**WHAT YOU HAVE TO DO:** Exactly reproduce the lines from the line bearing "The component shall return one point per instance of the water" through the end of the listing, inclusive of both; pictures are to be omitted.

**LISTING:**
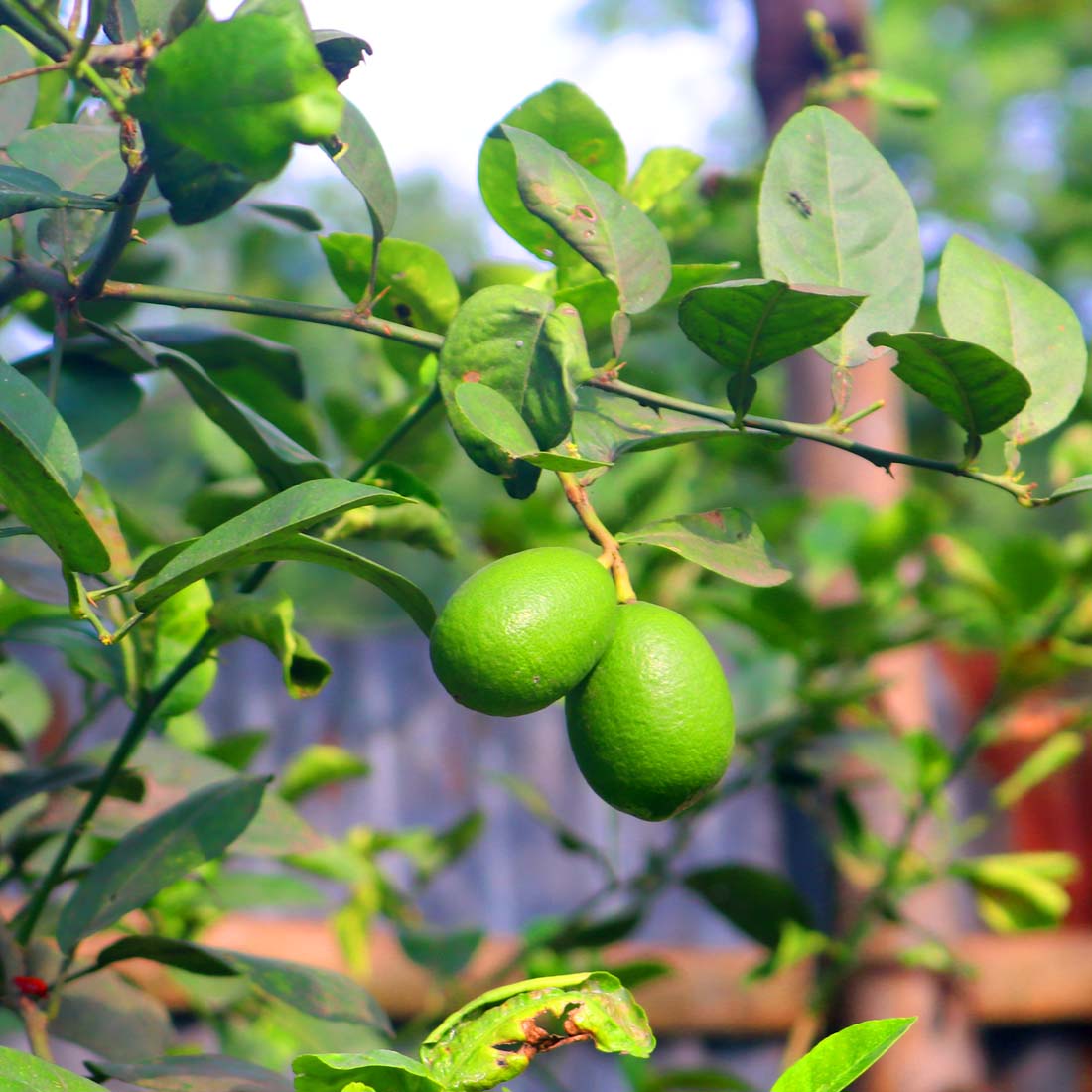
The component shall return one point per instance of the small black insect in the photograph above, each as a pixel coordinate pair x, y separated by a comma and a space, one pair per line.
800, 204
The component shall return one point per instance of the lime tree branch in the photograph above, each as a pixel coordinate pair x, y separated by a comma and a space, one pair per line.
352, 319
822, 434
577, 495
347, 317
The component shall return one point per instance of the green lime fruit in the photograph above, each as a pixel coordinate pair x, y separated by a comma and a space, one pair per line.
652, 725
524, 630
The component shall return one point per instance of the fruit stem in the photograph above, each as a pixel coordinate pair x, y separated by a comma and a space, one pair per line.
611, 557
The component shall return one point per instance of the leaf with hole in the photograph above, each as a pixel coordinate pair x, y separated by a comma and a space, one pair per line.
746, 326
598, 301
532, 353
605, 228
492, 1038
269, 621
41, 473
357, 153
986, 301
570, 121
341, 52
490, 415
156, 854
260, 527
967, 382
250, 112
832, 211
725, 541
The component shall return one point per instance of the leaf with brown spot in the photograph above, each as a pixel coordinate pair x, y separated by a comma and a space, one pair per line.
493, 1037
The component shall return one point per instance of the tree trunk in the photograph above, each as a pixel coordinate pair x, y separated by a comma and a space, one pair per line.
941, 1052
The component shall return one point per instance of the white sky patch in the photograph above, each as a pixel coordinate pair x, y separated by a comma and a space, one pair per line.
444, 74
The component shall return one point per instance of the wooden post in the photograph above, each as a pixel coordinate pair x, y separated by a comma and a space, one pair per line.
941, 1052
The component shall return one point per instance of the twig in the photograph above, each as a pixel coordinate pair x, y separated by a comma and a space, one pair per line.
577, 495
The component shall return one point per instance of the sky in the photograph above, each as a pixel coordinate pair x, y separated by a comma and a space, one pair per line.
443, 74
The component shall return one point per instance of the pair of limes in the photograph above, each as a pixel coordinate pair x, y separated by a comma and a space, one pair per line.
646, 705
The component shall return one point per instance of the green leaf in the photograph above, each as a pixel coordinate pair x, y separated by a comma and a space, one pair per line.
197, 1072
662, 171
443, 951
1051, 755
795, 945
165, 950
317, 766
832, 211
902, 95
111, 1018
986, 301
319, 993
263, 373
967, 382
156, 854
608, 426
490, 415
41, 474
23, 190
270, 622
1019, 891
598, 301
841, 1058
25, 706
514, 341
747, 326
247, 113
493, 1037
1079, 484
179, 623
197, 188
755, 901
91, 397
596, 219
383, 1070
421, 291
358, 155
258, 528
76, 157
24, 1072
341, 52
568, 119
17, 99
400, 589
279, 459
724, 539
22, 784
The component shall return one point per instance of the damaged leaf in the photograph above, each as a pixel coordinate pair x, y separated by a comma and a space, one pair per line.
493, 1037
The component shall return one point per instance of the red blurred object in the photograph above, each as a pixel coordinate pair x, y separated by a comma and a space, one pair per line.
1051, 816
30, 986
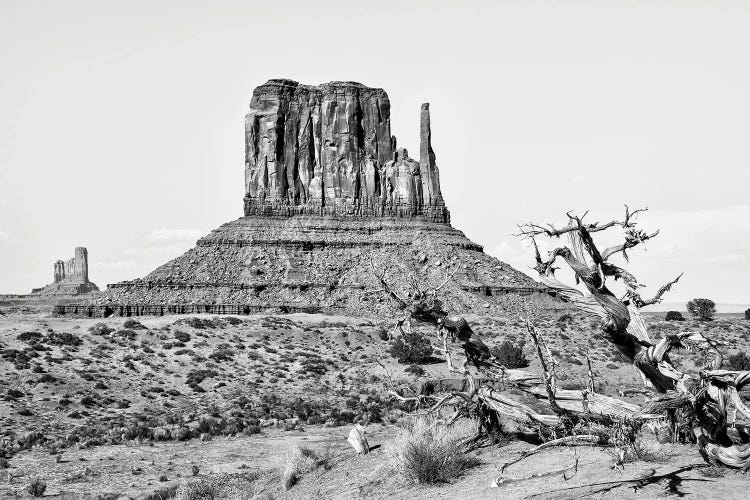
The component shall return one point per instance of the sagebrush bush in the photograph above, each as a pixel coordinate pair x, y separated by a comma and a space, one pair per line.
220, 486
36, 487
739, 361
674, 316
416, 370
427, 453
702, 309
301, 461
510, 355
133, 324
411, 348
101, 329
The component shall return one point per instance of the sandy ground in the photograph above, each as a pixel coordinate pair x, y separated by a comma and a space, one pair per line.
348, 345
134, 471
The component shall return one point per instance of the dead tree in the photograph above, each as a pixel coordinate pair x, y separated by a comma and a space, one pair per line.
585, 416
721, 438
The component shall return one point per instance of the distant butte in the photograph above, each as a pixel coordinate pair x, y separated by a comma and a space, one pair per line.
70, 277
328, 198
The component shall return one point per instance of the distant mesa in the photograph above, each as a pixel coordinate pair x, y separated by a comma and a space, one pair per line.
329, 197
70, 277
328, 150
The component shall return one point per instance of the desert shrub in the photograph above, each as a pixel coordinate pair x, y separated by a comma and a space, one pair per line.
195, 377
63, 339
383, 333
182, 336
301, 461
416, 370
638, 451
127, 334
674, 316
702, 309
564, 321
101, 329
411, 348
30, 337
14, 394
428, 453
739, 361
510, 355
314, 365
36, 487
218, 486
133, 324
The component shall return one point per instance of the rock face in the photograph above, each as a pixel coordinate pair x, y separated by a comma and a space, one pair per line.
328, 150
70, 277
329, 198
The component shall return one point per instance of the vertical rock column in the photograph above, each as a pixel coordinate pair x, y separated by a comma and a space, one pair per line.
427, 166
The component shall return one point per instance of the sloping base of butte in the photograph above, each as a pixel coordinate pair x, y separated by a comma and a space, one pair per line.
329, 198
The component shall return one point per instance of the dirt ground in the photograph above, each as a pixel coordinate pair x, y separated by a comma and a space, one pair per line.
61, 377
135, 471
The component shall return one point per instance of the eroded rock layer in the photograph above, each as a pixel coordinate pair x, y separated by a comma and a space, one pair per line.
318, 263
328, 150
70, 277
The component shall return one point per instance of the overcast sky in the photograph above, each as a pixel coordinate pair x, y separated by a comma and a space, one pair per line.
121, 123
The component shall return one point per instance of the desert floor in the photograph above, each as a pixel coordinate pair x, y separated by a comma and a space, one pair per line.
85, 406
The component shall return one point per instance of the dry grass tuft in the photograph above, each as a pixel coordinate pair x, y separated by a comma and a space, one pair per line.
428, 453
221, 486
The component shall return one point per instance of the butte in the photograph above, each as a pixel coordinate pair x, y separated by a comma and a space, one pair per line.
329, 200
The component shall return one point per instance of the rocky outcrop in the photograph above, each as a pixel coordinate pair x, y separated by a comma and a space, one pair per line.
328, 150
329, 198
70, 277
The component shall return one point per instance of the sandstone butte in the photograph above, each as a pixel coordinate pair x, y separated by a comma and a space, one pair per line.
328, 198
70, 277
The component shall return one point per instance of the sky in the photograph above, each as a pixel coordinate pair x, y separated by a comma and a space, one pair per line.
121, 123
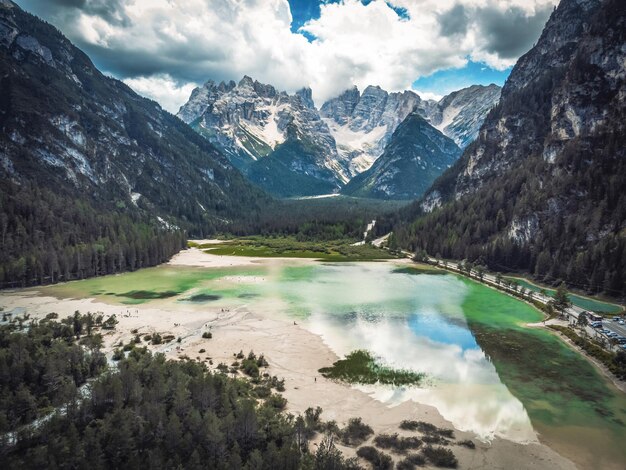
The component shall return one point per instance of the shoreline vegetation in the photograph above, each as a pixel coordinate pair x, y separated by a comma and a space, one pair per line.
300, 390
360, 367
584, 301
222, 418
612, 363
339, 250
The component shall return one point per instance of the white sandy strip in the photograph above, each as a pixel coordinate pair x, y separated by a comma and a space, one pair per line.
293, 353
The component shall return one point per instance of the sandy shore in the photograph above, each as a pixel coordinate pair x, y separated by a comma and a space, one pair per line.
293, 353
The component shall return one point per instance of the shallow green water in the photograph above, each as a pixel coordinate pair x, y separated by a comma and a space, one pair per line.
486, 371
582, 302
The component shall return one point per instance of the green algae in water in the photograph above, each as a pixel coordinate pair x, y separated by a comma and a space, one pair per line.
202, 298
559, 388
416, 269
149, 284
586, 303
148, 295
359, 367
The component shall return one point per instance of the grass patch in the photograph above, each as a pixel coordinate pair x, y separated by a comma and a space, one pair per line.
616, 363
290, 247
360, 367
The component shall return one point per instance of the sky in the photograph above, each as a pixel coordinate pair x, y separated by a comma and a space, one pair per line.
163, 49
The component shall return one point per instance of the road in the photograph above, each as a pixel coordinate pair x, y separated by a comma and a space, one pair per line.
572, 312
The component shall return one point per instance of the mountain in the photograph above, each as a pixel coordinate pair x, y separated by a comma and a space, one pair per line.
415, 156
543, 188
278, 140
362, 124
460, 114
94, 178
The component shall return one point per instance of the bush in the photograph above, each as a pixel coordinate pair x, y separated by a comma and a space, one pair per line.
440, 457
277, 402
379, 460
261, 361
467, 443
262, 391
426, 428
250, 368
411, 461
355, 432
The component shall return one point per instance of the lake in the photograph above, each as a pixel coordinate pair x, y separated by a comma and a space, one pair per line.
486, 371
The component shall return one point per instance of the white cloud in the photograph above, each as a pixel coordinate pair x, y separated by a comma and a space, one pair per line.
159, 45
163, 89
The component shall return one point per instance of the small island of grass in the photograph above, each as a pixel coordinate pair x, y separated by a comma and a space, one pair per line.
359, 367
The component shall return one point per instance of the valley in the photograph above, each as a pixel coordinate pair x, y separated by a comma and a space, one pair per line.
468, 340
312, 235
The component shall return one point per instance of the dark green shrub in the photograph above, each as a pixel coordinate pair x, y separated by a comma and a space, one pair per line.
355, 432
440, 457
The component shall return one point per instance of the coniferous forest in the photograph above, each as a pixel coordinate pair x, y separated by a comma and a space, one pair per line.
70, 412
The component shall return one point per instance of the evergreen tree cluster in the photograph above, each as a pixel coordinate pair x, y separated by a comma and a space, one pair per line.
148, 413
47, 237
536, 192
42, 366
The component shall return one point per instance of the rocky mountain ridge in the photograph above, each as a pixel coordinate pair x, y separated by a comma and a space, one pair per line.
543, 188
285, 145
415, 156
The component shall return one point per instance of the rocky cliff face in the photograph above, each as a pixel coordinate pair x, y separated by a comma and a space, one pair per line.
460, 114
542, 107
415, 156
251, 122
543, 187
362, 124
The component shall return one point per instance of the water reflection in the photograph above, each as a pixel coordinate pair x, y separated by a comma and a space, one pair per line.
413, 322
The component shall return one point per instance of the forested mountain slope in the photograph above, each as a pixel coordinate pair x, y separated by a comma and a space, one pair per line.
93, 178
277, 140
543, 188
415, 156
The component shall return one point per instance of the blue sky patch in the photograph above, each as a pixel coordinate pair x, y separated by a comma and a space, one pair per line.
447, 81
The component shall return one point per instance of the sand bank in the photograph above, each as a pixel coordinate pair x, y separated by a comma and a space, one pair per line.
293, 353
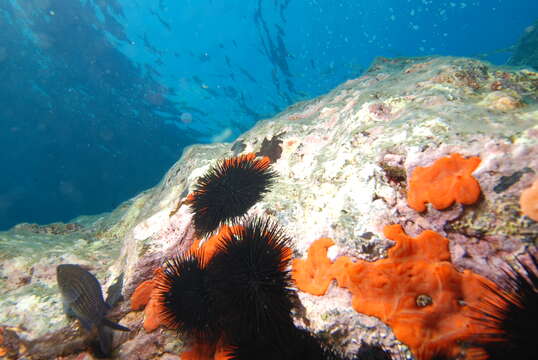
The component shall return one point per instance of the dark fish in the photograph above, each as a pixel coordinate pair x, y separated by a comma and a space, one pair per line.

**RIGHT ANSWER:**
The component shall return one point per instance of the water reflection in the photograph above, each as a pixel coordinate pair x, y separated by a comma and a space, one pair per line.
413, 322
The component shall return one point per instance of the forested mountain slope in the photograph above, each as a pixel coordinate pair x, y separated by a comma and a space, one pair per line.
93, 178
277, 140
543, 188
415, 156
The component shall return one point per instance of the blue sky patch in the photograph above, each as a pixel coordinate pair x, y separated by a comma and a space, one pair per line.
447, 81
The component shall return one point per instance of the sand bank in the photograph above, each as a pixel coordinate pair x, y separated by a comma and a space, one pair per line.
293, 353
The component shall return one point per instance of the dark fish in the photograph above, each as a pixel coordinate pair x, y separated by a comma and a space, one pair per line.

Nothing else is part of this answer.